Problem requirements
Every record must be restated exactly as written.

[Available data Boundary: Start]

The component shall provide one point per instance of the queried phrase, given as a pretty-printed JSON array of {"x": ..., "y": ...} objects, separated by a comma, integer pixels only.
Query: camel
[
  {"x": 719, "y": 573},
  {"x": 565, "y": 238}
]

[Available data Boundary: End]

Response for this exercise
The component shall provide one point per instance of the queried phrase, given as a pretty-printed JSON array of {"x": ..., "y": ...} objects, separated by a comma, integer pixels only.
Query: camel
[
  {"x": 719, "y": 573},
  {"x": 565, "y": 238}
]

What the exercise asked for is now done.